- [SHORT TASK] Copy out the records word for word, starting at the line that contains "For each instance of the black mane, drop" and ending with the final line of the records.
— BEGIN PROVIDED INFORMATION —
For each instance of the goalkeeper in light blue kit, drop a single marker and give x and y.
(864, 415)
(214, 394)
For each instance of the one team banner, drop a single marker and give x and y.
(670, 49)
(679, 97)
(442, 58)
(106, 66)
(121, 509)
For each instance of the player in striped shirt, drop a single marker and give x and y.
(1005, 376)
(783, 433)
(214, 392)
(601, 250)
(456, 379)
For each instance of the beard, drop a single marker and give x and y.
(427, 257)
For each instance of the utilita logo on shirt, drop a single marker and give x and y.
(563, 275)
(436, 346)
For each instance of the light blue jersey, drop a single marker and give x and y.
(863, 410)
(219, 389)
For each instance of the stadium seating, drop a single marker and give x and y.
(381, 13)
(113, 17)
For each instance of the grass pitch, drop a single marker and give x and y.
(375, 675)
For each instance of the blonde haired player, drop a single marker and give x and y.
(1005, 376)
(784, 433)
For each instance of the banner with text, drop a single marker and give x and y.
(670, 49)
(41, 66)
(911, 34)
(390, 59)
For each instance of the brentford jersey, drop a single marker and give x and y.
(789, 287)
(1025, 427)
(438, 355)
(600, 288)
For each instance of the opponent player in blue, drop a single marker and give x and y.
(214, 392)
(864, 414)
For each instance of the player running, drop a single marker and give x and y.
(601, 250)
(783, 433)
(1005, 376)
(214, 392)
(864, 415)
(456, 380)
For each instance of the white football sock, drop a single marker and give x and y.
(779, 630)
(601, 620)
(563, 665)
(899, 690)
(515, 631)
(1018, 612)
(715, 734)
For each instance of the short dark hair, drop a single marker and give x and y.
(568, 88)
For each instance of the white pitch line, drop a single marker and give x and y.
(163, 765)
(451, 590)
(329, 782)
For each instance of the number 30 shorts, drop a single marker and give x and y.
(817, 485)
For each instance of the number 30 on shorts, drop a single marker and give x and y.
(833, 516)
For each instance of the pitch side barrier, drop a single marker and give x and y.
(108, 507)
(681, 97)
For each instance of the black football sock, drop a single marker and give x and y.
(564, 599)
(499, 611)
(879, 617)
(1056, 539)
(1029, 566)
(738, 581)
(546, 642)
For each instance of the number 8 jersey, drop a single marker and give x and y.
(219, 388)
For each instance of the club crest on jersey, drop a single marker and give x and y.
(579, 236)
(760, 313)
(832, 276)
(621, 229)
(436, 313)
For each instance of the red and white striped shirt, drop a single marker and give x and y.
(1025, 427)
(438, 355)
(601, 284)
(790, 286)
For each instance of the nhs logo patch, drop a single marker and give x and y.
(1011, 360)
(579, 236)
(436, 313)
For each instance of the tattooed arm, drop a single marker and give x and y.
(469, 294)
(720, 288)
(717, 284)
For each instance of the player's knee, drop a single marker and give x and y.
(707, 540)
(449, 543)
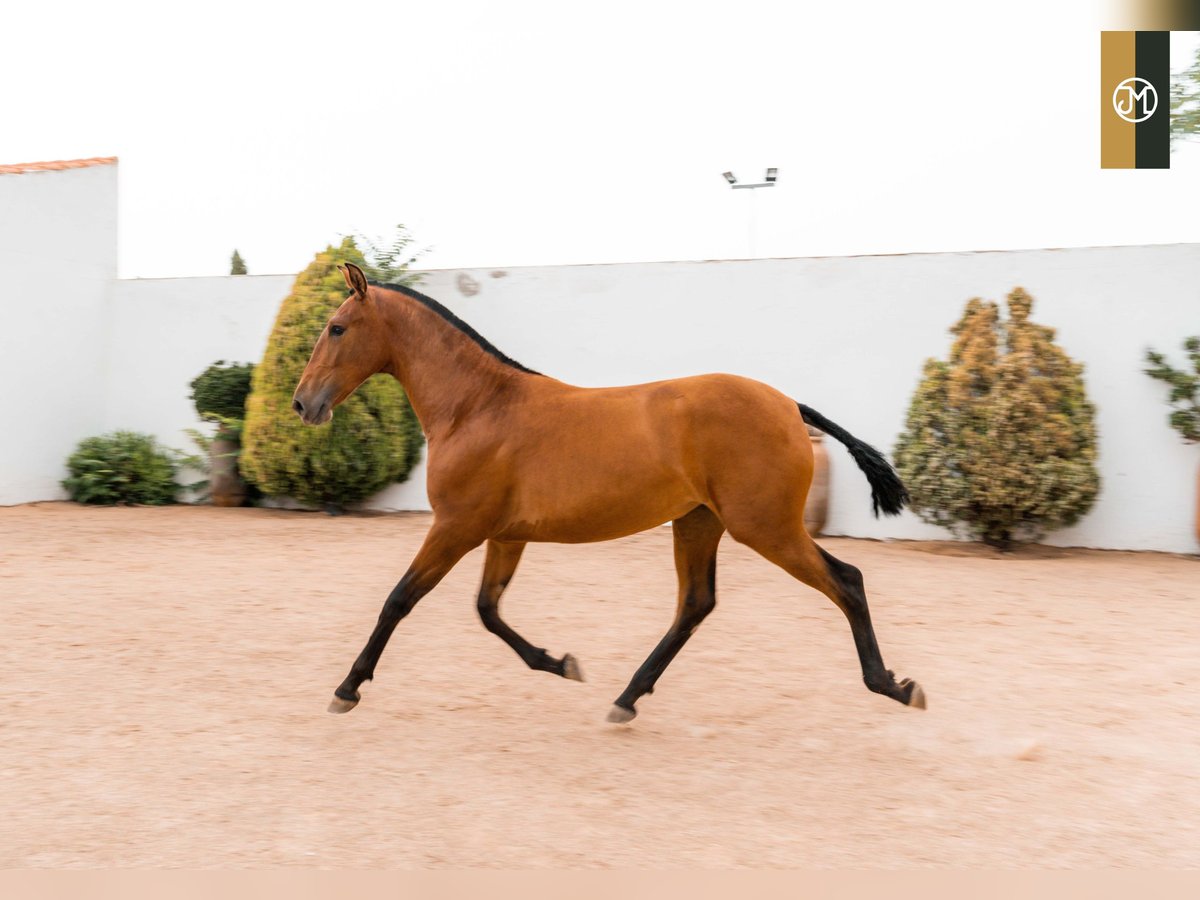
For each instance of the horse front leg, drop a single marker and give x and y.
(498, 569)
(443, 547)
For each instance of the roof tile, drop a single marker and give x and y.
(19, 168)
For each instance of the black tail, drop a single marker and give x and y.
(888, 492)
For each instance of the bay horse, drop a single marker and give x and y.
(516, 456)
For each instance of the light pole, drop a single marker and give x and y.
(768, 181)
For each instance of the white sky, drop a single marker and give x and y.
(534, 132)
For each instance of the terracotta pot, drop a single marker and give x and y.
(816, 507)
(226, 483)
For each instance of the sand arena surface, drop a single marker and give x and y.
(167, 673)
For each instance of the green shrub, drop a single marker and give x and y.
(373, 438)
(123, 467)
(221, 390)
(1185, 397)
(1000, 441)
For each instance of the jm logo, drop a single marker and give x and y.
(1133, 95)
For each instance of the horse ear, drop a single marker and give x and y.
(354, 280)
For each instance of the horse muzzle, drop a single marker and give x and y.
(312, 411)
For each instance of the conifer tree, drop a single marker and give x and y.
(1000, 441)
(373, 438)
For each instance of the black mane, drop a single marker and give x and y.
(430, 303)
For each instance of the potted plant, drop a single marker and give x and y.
(220, 396)
(1185, 397)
— END PROVIDED INFORMATION —
- [COMPLETED TASK]
For each instance of the black mane, drop a single marker and give x and y.
(430, 303)
For each instance of the potted plant, drop a single marker and give x and y.
(220, 396)
(1185, 397)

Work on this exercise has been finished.